EXCERPT PROVIDED:
--------------------------------

Nearly three years after Mayor Bill de Blasio foisted digital placards and said he would finally curb rampant illegal parking by government employees, his administration has backed away from the long-stalled program, the Department of Transportation quietly acknowledged Wednesday.
“NYC DOT will implement meaningful placard reform, with a specific process for identifying those who really need them. Some form of automated enforcement may be necessary to achieve compliance,” DOT officials wrote in a paragraph buried on page 83 of the agency’s new 96-page “streets” plan.
Instead, the agency has created a digital database of every city-issued parking placard, which NYPD agents will soon be able to use for enforcement, agency spokesman Vin Barone said.
“We remain committed to modernizing the placard system and are working closely with all city agencies to get a digital placard verification system up and running by the end of the year,” Barone said in a statement.
Under fire for rampant illegal parking, Hizzoner in February 2019 held a sample digital placard with a barcode over his head at a press conference, promising that the technology would bring an end to traffic cops giving a pass to illegally parking by city and state employees who left fake, expired or ineligible parking placards in their windshields.


As of January, just 1,700 digital placards were in circulation, out of an estimated 125,000 or more total. That number has not budged since, DOT confirmed.
“We’re going to phase out placards as we know them entirely by 2021,” de Blasio had said at the time. Yet other efforts announced that day to quell placard abuse and misuse have also floundered.
One proposal to convert metered parking enforcement to a digital “pay-by-plate” system, for example, has been pushed to 2022, a DOT spokesman said. The system would ostensibly automatically register cars as legally or illegally parked — allowing computerized verification of a placard’s authenticity.
An annual survey of placard misuse, meanwhile — which Hizzoner in 2019 claimed would be conducted by his office’s Street Conditions Observation Unit — has never been released. DOT has said the unit is busy enforcing outdoor dining regulations.


Parking placards ostensibly exist to give municipal employees better access to curbside real estate when they’re on the job. In reality, they are widely abused. City blocks are littered with government workers turning sidewalks, crosswalks, bike lanes, bus lanes, and no-standing zones into permanent parking for their cars.
The 2019 announcement was actually de Blasio’s second “crackdown” on placard abuse, after he pledged to start a unit of 100 traffic cops to address the problem.
Every crackdown has been followed by a return to privileges as usual. The 2017 placard unit was disbanded in 2020 amid the city’s COVID-19 budget crisis.
City Hall and NYPD have also given no indication that they are following through on 2019 City Council legislation requiring 50 weekly placard enforcement sweeps.

--------------------------------

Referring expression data
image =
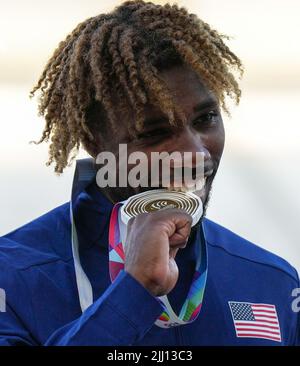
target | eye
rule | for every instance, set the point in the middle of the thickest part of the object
(153, 135)
(207, 119)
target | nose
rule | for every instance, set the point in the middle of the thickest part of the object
(187, 141)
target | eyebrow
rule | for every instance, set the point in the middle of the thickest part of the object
(207, 103)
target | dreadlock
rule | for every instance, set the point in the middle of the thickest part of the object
(120, 54)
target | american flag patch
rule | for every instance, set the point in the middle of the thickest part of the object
(255, 320)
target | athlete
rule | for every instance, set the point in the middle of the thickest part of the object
(154, 78)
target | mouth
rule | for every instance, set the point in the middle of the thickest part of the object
(196, 185)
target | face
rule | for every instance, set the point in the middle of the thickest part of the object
(202, 132)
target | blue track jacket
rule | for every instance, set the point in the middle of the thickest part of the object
(40, 303)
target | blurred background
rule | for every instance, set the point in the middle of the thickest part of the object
(255, 193)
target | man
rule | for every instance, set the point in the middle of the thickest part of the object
(154, 78)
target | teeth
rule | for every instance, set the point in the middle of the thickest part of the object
(190, 186)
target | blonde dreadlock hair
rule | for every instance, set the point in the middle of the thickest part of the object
(120, 54)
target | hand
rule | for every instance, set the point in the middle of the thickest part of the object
(153, 240)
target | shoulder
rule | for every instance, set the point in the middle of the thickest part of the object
(221, 238)
(40, 241)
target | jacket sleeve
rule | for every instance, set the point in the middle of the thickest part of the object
(121, 316)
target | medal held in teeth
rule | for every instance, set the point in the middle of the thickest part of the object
(161, 199)
(151, 201)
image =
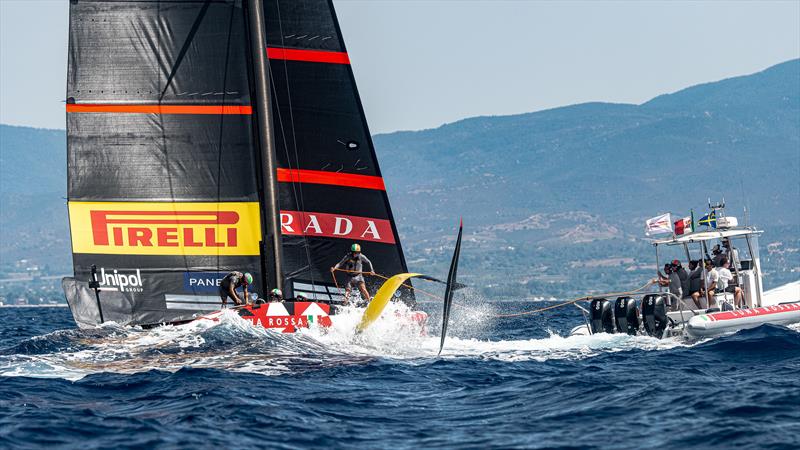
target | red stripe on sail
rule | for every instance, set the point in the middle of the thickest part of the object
(339, 226)
(160, 109)
(307, 55)
(331, 178)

--------------------------------

PROBLEMS TO SOLVE:
- a) Print the passage of the parking placard article starting with "Instead, the agency" and going on through "in their windshields.".
- b) According to the parking placard article, which kinds of places do government workers turn into permanent parking for their cars?
- c) In the parking placard article, how many digital placards were in circulation as of January?

ANSWER SECTION:
- a)
Instead, the agency has created a digital database of every city-issued parking placard, which NYPD agents will soon be able to use for enforcement, agency spokesman Vin Barone said.
“We remain committed to modernizing the placard system and are working closely with all city agencies to get a digital placard verification system up and running by the end of the year,” Barone said in a statement.
Under fire for rampant illegal parking, Hizzoner in February 2019 held a sample digital placard with a barcode over his head at a press conference, promising that the technology would bring an end to traffic cops giving a pass to illegally parking by city and state employees who left fake, expired or ineligible parking placards in their windshields.

- b)
- Sidewalks
- Crosswalks
- Bike lanes
- Bus lanes
- No-standing zones

- c) 1,700